- INSTRUCTION -
Return the part of the 1936 in sports text that begins at the words "- Women's Slalom" and stops after the words "the AP Poll.", copied word for word.

## Begin EXTRACTED TEXT

= 1936 in sports =

1936 in sports describes the year's events in world sport.

==Alpine skiing==
FIS Alpine World Ski Championships
6th FIS Alpine World Ski Championships are held at Innsbruck, Austria. The events are a downhill, a slalom and a combined race in both the men's and women's categories. The winners are:
- Men's Downhill – Rudolf Rominger (Switzerland)
- Men's Slalom – Rudolph Matt (Austria)
- Men's Combined – Rudolf Rominger (Switzerland)
- Women's Downhill – Evelyn Pinching (Great Britain)
- Women's Slalom – Gerda Paumgarten (Austria)
- Women's Combined – Evelyn Pinching (Great Britain)

==American football==
- NFL Championship: the Green Bay Packers won 21–6 over the Boston Redskins. The game was moved from Boston to New York's Polo Grounds due to fan apathy.
- Rose Bowl (1935 season):
  - The SMU Mustangs lose 7–0 to the Stanford Indians; share national championship
- Minnesota Golden Gophers – college football national championship; first season in which a national champion was declared by the AP Poll.
- First NFL draft held
- Second American Football League (AFL) founded
- Cleveland Rams founded by Homer Marsh as part of AFL

==Association football==
England
- First Division – Sunderland win the 1935–36 title.
- FA Cup – Arsenal beat Sheffield United 1–0, thanks to a Ted Drake goal.

## End EXTRACTED TEXT
## Begin DATASET

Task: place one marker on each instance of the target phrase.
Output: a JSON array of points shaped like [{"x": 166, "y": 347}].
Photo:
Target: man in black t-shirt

## End DATASET
## Begin DATASET

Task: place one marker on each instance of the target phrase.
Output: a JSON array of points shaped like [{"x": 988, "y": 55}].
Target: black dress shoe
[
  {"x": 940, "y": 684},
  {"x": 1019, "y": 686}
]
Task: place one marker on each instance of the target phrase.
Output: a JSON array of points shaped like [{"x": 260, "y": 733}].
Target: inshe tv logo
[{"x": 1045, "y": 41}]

## End DATASET
## Begin DATASET

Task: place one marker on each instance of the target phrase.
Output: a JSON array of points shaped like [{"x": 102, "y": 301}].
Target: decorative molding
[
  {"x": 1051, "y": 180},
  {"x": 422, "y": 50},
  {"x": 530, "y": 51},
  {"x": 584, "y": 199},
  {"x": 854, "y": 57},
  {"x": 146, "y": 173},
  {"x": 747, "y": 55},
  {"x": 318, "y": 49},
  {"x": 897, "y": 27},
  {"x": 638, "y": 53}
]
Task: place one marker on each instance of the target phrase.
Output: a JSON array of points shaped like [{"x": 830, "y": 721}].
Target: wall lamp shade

## End DATASET

- EXPECTED ANSWER -
- Women's Slalom – Gerda Paumgarten (Austria)
- Women's Combined – Evelyn Pinching (Great Britain)

==American football==
- NFL Championship: the Green Bay Packers won 21–6 over the Boston Redskins. The game was moved from Boston to New York's Polo Grounds due to fan apathy.
- Rose Bowl (1935 season):
  - The SMU Mustangs lose 7–0 to the Stanford Indians; share national championship
- Minnesota Golden Gophers – college football national championship; first season in which a national champion was declared by the AP Poll.